» **EXERCISE DESCRIPTION**: Count the lines below that contain the string "white", treating uppercase and lowercase as different, and give only the number.

---- RECORDS SHOWN

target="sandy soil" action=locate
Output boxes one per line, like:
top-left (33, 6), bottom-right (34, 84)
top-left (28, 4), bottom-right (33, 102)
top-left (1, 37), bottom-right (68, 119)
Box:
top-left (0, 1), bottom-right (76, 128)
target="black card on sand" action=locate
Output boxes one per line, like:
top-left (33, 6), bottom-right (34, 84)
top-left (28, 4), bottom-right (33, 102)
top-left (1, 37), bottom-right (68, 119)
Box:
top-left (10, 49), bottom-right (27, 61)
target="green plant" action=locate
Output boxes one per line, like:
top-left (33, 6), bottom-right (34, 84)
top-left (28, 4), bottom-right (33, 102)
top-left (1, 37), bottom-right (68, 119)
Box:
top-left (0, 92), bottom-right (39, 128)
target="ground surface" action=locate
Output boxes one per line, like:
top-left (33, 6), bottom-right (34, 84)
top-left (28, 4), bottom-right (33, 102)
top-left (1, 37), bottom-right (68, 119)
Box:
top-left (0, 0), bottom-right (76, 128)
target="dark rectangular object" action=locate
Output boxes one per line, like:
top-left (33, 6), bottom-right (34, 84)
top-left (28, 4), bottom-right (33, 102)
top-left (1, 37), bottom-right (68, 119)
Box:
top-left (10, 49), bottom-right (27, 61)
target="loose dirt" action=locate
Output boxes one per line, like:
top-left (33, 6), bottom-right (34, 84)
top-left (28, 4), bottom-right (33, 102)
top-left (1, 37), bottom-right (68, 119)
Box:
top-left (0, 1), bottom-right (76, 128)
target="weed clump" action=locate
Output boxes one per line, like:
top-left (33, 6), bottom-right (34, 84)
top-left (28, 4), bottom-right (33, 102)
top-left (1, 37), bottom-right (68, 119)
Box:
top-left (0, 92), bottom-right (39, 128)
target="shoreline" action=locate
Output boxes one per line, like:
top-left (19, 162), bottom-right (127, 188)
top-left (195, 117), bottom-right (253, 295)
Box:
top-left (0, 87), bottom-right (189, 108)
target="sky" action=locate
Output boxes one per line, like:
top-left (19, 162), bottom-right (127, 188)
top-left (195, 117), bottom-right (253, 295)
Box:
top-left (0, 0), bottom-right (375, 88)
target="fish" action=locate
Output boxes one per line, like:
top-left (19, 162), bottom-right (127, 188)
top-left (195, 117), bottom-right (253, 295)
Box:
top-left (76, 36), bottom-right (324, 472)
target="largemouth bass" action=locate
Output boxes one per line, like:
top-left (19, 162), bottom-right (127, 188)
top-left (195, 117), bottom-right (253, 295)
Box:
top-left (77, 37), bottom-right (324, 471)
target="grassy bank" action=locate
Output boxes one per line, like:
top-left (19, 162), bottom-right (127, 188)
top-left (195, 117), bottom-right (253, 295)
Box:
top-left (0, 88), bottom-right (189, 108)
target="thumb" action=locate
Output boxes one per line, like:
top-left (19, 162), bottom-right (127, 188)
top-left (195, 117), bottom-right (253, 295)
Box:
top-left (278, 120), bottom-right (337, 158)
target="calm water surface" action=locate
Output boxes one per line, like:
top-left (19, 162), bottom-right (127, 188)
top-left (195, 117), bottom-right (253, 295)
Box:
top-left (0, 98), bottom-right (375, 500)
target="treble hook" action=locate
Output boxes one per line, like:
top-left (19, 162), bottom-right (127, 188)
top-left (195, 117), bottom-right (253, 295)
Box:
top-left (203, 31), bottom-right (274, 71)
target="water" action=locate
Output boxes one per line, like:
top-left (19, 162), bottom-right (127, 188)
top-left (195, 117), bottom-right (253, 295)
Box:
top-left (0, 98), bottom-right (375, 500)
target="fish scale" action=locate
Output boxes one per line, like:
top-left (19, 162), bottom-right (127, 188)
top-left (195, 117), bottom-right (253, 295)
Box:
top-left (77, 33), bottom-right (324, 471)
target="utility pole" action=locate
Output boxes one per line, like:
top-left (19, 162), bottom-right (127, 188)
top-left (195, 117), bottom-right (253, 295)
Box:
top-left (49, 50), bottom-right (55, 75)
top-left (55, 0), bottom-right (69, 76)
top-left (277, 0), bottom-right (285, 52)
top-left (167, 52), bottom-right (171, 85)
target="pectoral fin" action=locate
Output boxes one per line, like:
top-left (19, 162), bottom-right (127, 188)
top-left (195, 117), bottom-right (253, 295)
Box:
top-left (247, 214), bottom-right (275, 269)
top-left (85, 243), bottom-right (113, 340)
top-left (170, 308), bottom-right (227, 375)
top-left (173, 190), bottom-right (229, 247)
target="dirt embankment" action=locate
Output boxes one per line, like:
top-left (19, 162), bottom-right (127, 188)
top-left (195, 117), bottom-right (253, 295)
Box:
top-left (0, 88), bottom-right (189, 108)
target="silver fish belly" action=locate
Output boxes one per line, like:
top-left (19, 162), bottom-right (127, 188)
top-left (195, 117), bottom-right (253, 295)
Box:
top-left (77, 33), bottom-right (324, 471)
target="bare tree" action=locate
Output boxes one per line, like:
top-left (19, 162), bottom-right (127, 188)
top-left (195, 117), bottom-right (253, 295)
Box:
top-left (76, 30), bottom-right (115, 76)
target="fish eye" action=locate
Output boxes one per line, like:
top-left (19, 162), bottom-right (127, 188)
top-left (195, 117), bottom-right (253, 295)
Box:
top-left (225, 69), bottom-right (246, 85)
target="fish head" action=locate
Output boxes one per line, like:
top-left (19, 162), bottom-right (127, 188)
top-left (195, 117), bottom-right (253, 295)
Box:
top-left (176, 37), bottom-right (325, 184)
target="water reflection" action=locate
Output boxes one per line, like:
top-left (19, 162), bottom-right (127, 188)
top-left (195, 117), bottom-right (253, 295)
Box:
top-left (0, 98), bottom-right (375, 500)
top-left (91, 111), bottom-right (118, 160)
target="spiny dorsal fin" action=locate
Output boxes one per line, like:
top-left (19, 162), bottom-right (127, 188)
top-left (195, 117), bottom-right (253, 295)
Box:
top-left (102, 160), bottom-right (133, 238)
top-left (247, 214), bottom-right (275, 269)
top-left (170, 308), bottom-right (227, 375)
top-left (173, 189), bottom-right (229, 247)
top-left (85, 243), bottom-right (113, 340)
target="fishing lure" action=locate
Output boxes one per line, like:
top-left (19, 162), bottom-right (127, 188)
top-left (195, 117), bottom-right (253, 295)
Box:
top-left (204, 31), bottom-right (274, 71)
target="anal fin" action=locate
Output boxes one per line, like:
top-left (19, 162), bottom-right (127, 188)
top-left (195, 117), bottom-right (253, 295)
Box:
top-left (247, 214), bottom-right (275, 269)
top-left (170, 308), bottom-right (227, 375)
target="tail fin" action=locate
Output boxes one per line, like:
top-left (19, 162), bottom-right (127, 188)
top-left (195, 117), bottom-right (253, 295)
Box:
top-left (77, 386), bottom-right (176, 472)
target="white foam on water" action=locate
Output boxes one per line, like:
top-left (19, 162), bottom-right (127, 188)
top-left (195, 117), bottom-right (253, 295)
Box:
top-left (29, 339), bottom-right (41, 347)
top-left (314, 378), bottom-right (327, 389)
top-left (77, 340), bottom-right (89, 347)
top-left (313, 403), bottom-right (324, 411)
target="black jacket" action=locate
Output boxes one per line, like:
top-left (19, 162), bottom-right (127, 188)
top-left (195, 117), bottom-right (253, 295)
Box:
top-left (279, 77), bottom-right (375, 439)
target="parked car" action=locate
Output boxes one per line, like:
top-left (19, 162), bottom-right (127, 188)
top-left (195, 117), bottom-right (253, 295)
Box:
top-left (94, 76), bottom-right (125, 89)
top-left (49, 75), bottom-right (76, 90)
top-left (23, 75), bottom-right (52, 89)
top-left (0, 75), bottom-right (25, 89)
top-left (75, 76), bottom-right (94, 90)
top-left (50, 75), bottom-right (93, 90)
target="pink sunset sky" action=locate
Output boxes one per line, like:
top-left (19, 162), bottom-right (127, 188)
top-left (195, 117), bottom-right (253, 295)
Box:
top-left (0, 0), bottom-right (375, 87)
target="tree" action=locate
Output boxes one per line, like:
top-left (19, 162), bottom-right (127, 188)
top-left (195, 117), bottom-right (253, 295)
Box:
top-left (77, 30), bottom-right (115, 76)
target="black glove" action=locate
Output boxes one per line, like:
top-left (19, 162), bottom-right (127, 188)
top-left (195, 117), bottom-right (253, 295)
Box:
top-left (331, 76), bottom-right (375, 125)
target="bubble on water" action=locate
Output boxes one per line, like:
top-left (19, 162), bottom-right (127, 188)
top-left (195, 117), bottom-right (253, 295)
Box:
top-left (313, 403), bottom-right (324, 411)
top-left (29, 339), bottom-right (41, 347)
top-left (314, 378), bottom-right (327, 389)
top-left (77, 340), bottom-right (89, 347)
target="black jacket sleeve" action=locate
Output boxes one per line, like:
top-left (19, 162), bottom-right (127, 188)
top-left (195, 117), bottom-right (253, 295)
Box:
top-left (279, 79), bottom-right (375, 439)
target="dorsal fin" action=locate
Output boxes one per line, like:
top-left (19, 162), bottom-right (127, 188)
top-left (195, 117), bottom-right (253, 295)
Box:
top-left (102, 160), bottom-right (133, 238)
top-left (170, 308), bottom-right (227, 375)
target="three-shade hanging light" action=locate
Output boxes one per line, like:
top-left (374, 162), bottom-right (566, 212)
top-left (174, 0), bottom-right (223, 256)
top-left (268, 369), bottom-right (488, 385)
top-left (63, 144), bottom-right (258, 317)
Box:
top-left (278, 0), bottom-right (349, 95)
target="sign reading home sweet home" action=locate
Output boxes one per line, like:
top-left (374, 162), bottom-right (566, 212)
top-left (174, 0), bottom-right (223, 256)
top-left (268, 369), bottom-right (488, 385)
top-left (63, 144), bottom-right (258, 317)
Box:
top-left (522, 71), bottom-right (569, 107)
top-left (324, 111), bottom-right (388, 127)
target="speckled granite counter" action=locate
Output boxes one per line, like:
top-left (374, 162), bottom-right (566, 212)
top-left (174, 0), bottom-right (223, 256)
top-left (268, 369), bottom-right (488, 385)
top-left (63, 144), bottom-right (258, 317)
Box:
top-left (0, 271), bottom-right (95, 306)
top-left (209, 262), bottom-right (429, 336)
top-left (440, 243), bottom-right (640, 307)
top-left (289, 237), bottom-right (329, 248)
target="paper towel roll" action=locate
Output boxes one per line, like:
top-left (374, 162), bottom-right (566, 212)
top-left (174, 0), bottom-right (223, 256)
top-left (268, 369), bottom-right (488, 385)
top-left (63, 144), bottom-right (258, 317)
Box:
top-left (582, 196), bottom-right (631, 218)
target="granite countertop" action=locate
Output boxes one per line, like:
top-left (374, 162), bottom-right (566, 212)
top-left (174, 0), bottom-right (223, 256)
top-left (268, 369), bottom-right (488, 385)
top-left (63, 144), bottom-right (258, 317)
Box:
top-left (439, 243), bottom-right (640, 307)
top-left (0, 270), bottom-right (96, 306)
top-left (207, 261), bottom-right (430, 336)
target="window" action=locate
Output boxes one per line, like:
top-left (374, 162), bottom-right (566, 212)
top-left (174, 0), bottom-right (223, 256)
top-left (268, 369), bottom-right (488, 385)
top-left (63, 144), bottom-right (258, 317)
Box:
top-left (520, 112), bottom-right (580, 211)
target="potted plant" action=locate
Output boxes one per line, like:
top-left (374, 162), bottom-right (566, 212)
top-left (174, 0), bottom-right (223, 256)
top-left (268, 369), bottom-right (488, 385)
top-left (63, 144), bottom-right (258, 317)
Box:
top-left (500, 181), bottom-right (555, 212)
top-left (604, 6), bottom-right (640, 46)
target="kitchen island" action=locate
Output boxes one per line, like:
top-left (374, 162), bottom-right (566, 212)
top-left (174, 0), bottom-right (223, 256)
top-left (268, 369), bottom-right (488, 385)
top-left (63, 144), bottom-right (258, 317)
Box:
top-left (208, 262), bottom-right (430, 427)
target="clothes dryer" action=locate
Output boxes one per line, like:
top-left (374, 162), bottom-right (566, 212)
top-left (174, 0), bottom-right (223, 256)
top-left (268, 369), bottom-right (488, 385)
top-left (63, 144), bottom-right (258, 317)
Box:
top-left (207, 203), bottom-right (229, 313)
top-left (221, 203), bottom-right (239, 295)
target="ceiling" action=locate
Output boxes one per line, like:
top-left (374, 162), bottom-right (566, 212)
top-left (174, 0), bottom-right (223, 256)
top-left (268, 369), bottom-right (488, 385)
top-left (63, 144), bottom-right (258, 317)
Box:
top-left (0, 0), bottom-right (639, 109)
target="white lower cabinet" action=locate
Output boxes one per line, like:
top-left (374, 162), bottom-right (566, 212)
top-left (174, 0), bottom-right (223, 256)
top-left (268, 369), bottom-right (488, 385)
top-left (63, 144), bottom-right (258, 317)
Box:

--------

» **SOLVED PROBLEM**: 2